**Excerpt to read**
The propensity score can be defined as the probability of firing an executive, conditional on a set of pre-turnover characteristics.27 As the propensity score is based on pre-turnover characteristics that should not be affected by the turnover itself, it is possible to calculate the propensity of observing a forced turnover based on a modified version of the model in Column 2 in Table 3, where turnover is modeled as a function of bank size, BHC membership, subordinated debt to total assets, core deposits to total assets, relative profits, dividend volatility, and dividend cuts.

The results in Table 7 support our earlier evidence that banks that fire their executive continue to experience significantly lower Z-Scores, even three years after the forced departure. This difference is consistently significant at the one percent level. We also find that banks with a turnover incur higher losses in the year following the turnover, but this difference remains insignificant. The differences of ROE and relative ROE between treatment and control group also remain insignificant. Our results remain robust when expanding the number of matched banks from four to eight (not shown).

The findings in Tables 5, 6, and 7 indicate that turnovers have negative ramifications for risk. While Z-Scores increase in the three years following a forced turnover, these increases remain insignificant in the first and second year following a turnover. In fact, a more detailed analysis suggests that banks remain very risky in the periods following a potential turnover relative to the control group, and it takes three years before a significant improvement can be observed. The likely explanation is that dismissing bank executives is a very painful and problematic process. A new executive may need to restructure unsound bank activities and remove bad assets, which tends to further depress earnings. Moreover, the risk profile may also reflect the seriousness of the situation and overall uncertainty about the outlook for the bank. Forced turnovers may only occur in extreme cases, where other monitoring and soft disciplining devices no longer suffice. Depending on the underlying weaknesses, it may take time for a new strategy to translate into enhanced bank performance and for stakeholders to update their prior beliefs about the successor’s ability to address the situation (Clayton, Hartzell, and Rosenberg, 2000). This uncertainty may be amplified in instances when an outsider is appointed as a successor because organizational changes are even greater following outside appointments (Farrell and Whidbee, 2000; Borokhovich, Parrino, and Trapani, 1996). Our evidence parallels findings in the corporate finance literature.28

In sum, while we only find weak evidence that bank risk is reduced following forced executive turnovers, our analysis provides some indication that firing executives is associated with reductions in losses and increases in relative ROE. However, relative to a group of comparable banks, there is no evidence that a disciplining effect translates into improved bank soundness, at least not in the short run. This does not necessarily mean that different sources of discipline do not have a beneficial impact on soundness. In fact, the threat of removing an executive may have a preventive impact, which is difficult to capture empirically. What we do find is that dismissing an executive does not help reduce dramatically a bank’s risk exposure. This finding for small and medium-sized banks is not only plausible, but also consistent with evidence from large banks. For instance, Charles Prince resigned as CEO of Citigroup before large write-downs were taken and the bank received large government bailout assistance. Similarly, Stanley O’Neal resigned as chairman and CEO of Merrill Lynch, before the FDIC facilitated a merger with Bank of America.

**Supplied material**

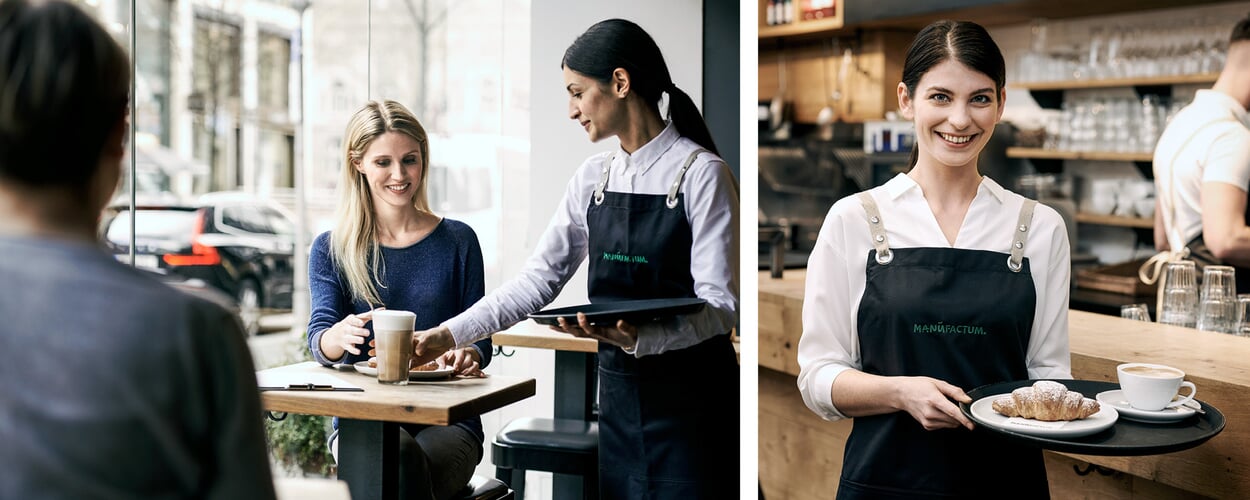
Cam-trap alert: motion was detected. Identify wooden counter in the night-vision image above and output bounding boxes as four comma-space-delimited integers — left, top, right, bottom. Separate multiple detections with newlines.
759, 270, 1250, 499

**Directions**
Can you repeat word for word the part of the bank executive turnover excerpt starting with "The results in" and going on through "eight (not shown)."?

**Answer to this problem**
The results in Table 7 support our earlier evidence that banks that fire their executive continue to experience significantly lower Z-Scores, even three years after the forced departure. This difference is consistently significant at the one percent level. We also find that banks with a turnover incur higher losses in the year following the turnover, but this difference remains insignificant. The differences of ROE and relative ROE between treatment and control group also remain insignificant. Our results remain robust when expanding the number of matched banks from four to eight (not shown).